-- Start EXTRACT --
Something about which I wondered today...


Should I move my political views to a new blog? Check out MisLeading Wisconsin for the latest in Scott Walker's contradictions.



Sunday, September 27, 2009

Geese flying south and other big events

The geese are flying south.
I remember growing up, standing in the field behind our house, the browning grass around my knees, head back, watching the slightly imperfect V as the geese honked their way toward warmer climes. It wouldn't be too much longer that it'd be winter--just past trick-or-treat, and then get ready for sledding on snow days and snowball fights on the glorious mountain of snow where the plows piled it up in the neighborhood cul-de-sac just in front of McFadden's house and that of grouchy Mr. Rice. When the geese flew south, once or twice, as I remember, dad even took us out to Horicon Marsh--just over an hour from where I grew up in a blue-collar Milwaukee suburb--to see flocks, no, swarms of geese, blackening the sky, their raucous greetings or alarms or songs or laughter or whatever their honks are, creating such a giddy, overwhelming cacophony that I, too, couldn't help but giggle.
Now, forty years later, it's not the same.
I mean, the geese still go south, but it doesn't portend the same things, no trick-or-treating, and the snow means trouble for my rear-wheel-drive car. Even as a teacher, the snow days are filled with the minutiae of correcting papers or fixing something around the house. And, without getting too maudlin, in the big scheme of things, I, too, am closer to the fall than I am to the spring.
-- End EXTRACT --
EXERCISE>
In the blog post about geese flying south, what does the writer suggest the geese's honks might be?
-- Start PROVIDED MATERIAL --
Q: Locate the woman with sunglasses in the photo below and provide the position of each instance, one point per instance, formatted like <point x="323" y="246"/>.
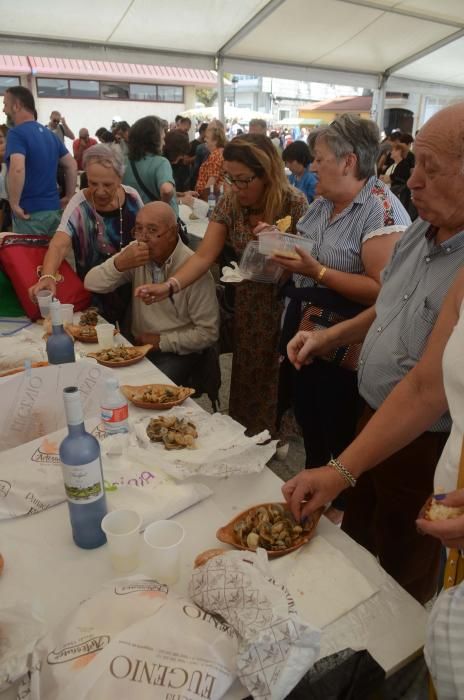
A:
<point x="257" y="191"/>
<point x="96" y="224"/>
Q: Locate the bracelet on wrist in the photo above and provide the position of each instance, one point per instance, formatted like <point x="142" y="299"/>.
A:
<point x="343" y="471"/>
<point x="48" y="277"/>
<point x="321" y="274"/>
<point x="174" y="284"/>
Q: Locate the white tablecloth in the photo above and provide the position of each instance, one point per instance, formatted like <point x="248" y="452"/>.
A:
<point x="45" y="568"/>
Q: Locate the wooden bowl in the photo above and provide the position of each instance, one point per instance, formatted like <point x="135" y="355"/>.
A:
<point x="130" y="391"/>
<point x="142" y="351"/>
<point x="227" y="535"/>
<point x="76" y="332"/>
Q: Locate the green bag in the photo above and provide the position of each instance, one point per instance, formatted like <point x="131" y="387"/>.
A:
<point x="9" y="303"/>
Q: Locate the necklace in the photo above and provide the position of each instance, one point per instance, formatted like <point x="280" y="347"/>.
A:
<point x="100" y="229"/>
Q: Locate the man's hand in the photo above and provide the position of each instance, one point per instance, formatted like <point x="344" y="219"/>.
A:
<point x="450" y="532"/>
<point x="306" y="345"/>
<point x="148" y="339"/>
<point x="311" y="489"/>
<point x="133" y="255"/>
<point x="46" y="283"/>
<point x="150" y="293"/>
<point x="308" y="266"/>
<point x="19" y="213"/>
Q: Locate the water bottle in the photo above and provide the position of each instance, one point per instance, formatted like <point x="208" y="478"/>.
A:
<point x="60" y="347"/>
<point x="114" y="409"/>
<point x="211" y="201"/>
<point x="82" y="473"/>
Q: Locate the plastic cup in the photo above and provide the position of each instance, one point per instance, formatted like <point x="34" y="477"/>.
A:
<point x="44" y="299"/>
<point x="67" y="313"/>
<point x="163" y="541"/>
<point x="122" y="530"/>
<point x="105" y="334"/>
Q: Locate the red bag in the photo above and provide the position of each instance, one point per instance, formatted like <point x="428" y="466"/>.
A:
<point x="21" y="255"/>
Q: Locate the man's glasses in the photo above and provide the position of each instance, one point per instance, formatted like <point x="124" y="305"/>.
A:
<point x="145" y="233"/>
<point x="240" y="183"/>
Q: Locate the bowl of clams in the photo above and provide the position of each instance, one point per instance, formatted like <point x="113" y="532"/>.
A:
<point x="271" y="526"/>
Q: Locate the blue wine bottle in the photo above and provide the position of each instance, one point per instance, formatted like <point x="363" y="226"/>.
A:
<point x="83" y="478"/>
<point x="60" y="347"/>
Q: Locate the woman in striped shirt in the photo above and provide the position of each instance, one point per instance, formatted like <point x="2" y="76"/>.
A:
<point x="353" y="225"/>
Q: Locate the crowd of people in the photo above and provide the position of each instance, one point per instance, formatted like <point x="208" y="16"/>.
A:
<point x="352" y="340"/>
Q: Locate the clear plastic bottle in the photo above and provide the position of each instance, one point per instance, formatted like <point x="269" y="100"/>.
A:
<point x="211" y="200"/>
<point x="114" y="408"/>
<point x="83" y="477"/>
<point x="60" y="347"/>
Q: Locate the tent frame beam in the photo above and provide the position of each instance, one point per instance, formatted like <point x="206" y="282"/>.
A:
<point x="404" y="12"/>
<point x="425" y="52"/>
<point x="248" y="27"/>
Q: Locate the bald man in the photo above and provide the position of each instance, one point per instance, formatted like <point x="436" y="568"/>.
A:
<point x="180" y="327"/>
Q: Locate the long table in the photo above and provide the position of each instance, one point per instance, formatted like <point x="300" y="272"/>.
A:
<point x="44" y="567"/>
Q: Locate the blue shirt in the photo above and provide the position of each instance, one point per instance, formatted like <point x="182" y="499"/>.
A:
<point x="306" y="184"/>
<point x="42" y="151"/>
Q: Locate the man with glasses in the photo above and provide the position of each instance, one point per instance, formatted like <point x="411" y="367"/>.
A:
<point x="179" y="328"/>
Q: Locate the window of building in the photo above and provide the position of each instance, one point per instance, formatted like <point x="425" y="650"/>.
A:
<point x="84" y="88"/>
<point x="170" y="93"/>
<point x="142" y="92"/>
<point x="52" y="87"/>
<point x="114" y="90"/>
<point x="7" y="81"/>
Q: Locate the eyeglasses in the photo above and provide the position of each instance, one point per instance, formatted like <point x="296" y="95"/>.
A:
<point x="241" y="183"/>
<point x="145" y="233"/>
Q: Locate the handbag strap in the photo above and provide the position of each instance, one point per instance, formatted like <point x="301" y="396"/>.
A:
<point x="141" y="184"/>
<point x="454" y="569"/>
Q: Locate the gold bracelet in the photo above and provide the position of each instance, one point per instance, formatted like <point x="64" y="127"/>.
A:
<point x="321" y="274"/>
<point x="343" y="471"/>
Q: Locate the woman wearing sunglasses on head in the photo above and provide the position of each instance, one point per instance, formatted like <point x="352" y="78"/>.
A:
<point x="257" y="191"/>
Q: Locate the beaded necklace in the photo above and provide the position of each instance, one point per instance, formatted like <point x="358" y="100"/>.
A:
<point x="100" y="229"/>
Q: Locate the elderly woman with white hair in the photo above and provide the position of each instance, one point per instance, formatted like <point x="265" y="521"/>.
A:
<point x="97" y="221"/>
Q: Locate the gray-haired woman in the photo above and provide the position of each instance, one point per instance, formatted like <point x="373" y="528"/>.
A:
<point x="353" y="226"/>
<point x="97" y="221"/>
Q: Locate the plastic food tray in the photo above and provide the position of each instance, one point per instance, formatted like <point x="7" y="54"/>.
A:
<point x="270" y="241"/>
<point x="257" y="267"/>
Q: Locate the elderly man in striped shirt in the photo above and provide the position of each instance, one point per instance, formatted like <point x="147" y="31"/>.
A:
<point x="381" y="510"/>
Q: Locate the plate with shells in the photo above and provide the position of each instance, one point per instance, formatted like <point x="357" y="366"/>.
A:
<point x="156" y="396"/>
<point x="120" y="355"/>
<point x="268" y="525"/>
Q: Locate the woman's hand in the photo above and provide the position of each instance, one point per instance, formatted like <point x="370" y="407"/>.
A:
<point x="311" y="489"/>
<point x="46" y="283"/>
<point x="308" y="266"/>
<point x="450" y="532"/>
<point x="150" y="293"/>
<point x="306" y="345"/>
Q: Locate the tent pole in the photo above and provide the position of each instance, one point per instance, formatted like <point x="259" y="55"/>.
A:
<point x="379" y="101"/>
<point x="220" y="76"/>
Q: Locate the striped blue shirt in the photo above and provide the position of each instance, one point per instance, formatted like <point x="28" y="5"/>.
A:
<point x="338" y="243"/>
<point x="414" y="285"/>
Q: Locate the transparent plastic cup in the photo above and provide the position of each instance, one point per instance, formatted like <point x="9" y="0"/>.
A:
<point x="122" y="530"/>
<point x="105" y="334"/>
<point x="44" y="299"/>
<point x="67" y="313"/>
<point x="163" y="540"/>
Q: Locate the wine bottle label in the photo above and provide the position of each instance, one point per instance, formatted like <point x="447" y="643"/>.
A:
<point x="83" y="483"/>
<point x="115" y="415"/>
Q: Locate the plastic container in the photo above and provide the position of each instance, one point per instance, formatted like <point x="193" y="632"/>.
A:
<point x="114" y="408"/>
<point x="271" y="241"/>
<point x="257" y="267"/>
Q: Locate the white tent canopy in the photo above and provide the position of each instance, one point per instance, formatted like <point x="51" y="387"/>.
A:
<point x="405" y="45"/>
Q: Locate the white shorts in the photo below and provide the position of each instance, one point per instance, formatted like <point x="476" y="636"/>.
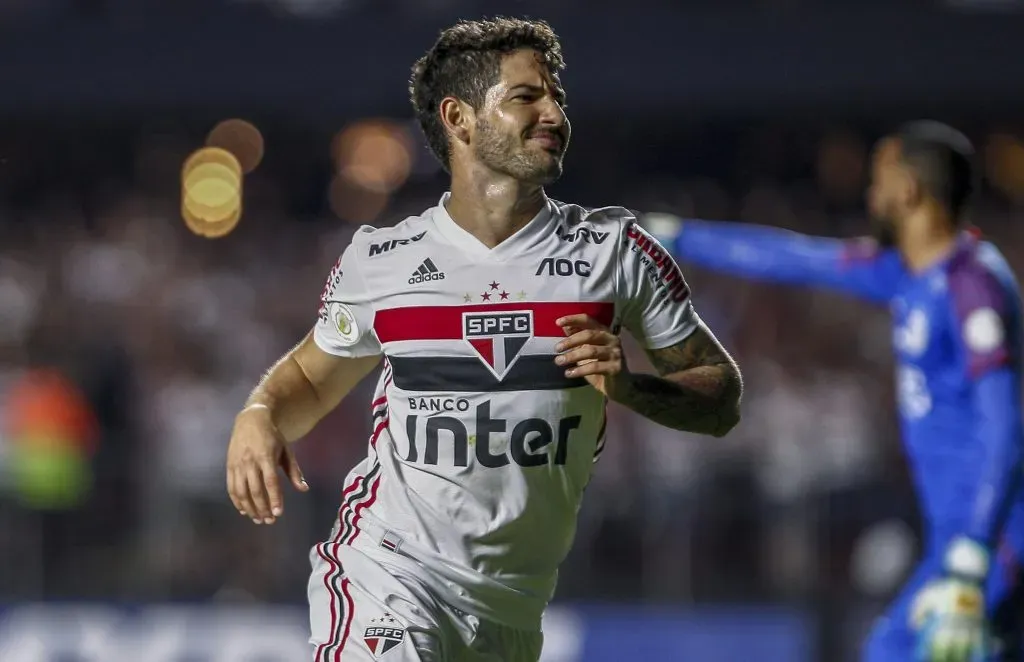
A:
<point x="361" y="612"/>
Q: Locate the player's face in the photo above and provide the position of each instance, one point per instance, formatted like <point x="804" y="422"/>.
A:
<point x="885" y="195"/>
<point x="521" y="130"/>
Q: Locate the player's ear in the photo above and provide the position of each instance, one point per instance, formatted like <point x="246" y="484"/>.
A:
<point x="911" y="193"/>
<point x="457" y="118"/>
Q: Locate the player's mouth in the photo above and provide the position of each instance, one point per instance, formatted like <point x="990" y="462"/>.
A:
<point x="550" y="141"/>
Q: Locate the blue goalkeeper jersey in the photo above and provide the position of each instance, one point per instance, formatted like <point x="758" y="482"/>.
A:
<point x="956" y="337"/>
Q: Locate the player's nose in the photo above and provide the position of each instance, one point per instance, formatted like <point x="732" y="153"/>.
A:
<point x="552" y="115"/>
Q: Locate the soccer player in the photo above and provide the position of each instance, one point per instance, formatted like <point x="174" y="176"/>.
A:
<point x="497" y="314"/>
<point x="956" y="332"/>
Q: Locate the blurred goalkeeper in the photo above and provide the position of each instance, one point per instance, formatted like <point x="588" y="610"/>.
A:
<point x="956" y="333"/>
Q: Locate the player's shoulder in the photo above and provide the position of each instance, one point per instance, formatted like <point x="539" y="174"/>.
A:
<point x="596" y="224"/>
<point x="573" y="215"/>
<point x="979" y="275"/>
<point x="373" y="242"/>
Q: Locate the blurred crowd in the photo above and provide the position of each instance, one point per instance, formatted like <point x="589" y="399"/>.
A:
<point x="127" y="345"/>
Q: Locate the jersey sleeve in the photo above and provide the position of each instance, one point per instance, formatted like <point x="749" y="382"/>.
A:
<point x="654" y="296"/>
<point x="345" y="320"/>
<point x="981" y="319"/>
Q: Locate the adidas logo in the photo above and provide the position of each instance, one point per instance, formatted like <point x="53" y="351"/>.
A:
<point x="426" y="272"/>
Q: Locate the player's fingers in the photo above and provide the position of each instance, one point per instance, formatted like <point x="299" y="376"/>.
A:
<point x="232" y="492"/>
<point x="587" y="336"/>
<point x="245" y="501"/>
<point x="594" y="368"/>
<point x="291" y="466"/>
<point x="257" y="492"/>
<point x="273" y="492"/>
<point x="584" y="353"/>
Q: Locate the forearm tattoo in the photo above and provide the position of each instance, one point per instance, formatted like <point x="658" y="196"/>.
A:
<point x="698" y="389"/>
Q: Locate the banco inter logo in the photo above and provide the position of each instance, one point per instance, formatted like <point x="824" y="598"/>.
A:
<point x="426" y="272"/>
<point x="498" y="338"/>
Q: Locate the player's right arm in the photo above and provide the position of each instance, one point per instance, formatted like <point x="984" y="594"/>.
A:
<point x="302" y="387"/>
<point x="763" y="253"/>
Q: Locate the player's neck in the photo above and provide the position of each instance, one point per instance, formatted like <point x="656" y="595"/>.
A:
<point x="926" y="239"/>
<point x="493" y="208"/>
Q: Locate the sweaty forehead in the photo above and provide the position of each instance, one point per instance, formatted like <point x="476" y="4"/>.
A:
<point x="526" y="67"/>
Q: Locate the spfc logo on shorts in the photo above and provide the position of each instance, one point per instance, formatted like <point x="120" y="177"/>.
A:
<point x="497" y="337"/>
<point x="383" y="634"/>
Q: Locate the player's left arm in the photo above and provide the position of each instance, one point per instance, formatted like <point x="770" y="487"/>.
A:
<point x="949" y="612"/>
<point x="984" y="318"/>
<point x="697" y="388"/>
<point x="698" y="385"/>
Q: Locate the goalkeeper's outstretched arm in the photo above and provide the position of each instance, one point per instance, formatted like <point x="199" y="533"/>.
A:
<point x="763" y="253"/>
-- End PROVIDED MATERIAL --
FINISHED TASK>
Greetings, alarms, songs, laughter